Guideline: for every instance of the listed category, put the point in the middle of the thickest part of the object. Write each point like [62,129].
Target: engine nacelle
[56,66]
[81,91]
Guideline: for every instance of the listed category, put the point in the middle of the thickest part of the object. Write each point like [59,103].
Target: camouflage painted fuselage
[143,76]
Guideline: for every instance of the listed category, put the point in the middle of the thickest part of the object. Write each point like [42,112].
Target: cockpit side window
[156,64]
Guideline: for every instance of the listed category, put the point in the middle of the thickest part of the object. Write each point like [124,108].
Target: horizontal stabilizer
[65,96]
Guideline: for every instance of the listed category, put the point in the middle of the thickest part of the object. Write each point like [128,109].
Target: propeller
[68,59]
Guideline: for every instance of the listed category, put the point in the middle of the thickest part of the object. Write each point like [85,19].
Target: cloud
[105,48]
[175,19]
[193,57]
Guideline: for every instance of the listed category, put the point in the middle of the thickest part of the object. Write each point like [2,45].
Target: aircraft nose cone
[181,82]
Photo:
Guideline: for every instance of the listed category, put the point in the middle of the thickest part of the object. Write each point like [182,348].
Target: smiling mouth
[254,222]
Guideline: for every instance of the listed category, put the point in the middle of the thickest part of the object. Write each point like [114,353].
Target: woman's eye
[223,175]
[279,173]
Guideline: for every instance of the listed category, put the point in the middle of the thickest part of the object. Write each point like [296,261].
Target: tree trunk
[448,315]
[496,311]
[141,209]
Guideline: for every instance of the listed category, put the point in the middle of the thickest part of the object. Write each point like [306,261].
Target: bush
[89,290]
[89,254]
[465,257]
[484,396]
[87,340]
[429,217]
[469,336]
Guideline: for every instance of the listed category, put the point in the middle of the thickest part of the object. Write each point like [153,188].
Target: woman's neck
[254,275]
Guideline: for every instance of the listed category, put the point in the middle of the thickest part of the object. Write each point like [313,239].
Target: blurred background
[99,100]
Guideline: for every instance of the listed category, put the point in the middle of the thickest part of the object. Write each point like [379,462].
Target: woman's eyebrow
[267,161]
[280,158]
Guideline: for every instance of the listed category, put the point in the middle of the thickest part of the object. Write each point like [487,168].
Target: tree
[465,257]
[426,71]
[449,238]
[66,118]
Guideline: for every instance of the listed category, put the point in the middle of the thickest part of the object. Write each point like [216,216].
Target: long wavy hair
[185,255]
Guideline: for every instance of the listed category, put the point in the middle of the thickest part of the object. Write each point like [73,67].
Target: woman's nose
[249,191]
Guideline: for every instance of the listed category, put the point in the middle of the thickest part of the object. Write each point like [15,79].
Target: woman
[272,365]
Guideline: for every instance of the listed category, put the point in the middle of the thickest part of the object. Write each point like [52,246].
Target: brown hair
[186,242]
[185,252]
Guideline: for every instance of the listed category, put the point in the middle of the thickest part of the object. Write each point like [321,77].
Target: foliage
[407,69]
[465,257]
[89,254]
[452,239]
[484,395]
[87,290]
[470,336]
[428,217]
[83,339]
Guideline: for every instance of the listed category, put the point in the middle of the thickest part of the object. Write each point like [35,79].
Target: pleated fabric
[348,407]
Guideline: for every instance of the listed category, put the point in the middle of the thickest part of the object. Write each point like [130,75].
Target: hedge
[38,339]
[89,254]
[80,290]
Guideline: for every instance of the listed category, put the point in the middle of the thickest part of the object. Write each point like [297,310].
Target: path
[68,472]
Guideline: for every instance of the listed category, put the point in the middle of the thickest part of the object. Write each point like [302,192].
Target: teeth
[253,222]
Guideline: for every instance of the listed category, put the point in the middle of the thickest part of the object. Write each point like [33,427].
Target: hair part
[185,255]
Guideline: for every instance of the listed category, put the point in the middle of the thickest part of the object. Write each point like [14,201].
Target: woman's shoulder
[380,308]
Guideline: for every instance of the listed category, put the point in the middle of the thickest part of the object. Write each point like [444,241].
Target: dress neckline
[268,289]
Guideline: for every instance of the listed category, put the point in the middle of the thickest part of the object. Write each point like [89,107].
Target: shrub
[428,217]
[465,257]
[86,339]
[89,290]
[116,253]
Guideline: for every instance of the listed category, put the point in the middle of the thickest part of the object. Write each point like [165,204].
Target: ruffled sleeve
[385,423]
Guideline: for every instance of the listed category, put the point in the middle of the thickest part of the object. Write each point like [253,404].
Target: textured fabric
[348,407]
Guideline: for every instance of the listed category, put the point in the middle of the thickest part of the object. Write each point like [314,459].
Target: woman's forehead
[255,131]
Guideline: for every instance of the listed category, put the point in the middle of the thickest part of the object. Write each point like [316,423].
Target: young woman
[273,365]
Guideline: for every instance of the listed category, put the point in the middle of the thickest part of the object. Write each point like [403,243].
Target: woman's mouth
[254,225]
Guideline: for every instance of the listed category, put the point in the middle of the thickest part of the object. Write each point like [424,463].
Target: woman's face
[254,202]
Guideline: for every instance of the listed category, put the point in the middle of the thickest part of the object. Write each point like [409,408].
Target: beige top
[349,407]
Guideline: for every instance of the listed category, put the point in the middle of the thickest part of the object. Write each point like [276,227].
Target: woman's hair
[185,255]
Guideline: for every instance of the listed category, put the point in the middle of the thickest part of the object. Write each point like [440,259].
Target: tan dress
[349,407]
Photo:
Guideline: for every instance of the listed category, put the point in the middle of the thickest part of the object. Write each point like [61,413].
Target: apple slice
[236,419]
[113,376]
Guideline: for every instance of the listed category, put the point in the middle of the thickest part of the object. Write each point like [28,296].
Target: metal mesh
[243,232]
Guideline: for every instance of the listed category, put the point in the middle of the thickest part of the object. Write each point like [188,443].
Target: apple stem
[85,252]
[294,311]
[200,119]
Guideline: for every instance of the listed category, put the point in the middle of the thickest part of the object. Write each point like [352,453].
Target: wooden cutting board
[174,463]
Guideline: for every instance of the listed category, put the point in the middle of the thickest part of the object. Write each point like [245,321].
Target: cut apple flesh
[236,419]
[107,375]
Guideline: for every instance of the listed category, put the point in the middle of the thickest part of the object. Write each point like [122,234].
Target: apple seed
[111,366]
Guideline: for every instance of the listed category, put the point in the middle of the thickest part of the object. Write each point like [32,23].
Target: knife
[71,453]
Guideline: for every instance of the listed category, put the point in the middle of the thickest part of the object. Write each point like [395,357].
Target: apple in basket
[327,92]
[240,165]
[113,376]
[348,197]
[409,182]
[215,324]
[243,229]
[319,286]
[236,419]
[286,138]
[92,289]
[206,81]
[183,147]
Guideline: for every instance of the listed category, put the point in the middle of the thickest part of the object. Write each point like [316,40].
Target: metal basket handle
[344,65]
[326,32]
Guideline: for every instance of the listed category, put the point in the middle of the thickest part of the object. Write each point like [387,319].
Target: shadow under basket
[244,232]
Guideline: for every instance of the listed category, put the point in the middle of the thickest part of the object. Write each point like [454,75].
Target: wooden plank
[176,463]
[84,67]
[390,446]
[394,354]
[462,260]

---

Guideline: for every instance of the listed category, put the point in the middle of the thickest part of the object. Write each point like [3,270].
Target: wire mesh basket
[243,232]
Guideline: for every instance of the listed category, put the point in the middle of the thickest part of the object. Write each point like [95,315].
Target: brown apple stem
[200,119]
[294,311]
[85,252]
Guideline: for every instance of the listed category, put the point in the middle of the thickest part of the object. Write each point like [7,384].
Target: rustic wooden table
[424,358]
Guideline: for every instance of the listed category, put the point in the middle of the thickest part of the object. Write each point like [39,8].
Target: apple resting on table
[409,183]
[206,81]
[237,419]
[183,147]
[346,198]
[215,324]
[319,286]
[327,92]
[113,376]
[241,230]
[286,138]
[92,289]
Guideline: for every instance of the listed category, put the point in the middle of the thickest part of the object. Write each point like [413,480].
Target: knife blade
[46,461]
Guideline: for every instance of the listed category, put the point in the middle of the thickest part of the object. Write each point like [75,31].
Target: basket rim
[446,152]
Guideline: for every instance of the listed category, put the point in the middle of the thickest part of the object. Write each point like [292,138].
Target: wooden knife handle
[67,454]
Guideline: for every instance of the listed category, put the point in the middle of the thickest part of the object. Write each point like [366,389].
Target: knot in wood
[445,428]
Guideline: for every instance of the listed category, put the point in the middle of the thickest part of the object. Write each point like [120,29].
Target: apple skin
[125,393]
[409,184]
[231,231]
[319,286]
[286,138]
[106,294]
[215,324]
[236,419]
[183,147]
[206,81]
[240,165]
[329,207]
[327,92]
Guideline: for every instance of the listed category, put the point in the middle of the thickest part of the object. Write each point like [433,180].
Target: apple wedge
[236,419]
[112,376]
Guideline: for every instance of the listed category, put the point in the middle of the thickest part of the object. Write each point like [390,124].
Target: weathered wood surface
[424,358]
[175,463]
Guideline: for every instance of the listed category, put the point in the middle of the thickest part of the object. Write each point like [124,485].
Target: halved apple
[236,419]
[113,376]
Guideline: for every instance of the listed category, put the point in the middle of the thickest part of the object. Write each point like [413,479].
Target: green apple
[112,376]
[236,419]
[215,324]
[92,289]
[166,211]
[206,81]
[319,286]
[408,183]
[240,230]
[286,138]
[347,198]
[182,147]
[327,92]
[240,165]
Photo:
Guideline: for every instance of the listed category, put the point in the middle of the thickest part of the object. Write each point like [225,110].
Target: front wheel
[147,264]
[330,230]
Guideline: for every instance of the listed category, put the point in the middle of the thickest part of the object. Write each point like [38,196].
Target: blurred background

---

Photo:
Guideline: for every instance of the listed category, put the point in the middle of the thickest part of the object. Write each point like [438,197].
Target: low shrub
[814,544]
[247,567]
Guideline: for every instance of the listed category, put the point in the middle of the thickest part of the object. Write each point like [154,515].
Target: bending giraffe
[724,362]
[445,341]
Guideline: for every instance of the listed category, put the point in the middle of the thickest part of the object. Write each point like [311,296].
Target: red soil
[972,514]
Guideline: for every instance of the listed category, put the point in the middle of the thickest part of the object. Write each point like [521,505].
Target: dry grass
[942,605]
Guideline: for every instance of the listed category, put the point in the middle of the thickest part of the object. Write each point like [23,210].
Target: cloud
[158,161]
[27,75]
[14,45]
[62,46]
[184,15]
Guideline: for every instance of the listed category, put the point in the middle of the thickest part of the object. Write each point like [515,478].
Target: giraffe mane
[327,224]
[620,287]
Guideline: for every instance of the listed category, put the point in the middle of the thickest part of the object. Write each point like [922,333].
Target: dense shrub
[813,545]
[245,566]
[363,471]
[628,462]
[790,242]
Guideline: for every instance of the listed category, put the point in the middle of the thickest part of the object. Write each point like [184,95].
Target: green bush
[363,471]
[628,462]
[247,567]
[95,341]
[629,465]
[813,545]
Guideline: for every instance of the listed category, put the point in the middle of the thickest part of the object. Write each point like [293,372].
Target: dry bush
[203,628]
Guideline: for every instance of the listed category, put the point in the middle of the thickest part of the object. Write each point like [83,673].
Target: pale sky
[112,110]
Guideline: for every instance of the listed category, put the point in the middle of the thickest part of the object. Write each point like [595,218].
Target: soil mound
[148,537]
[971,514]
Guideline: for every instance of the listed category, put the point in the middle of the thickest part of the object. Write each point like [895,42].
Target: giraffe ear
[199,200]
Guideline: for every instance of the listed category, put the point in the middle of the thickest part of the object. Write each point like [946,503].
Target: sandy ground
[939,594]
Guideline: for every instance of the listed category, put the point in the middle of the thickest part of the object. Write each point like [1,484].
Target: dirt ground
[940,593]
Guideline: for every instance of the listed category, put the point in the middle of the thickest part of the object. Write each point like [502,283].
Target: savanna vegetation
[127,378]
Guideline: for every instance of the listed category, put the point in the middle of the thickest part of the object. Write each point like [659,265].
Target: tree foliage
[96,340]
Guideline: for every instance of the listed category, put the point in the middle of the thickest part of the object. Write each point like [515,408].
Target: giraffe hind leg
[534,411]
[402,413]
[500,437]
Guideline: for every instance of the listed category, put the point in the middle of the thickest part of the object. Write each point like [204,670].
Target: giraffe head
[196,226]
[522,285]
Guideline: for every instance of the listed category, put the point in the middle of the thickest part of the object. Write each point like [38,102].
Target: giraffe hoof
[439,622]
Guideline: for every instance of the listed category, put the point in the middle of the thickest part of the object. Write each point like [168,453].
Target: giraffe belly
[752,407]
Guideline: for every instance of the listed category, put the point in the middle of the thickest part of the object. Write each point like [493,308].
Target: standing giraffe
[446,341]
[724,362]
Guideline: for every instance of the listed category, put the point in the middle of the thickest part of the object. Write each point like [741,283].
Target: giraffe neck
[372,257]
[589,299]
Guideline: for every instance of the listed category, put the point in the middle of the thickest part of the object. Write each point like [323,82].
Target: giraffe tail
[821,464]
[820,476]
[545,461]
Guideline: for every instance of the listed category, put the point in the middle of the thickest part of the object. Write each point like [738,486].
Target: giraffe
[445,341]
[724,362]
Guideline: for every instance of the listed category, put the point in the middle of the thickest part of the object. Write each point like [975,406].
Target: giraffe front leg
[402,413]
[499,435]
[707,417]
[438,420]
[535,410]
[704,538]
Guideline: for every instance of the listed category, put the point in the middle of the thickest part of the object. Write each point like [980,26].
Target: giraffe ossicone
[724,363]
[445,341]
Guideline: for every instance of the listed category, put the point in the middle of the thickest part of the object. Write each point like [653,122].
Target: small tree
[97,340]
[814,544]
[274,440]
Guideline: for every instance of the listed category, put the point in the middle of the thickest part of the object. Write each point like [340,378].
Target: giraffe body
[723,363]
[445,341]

---

◆ Task goal
From the rows above, keep only the lines that contain the string "mouth", with case counting, and copy each one.

◆ Answer
Target: smiling mouth
Target: woman's mouth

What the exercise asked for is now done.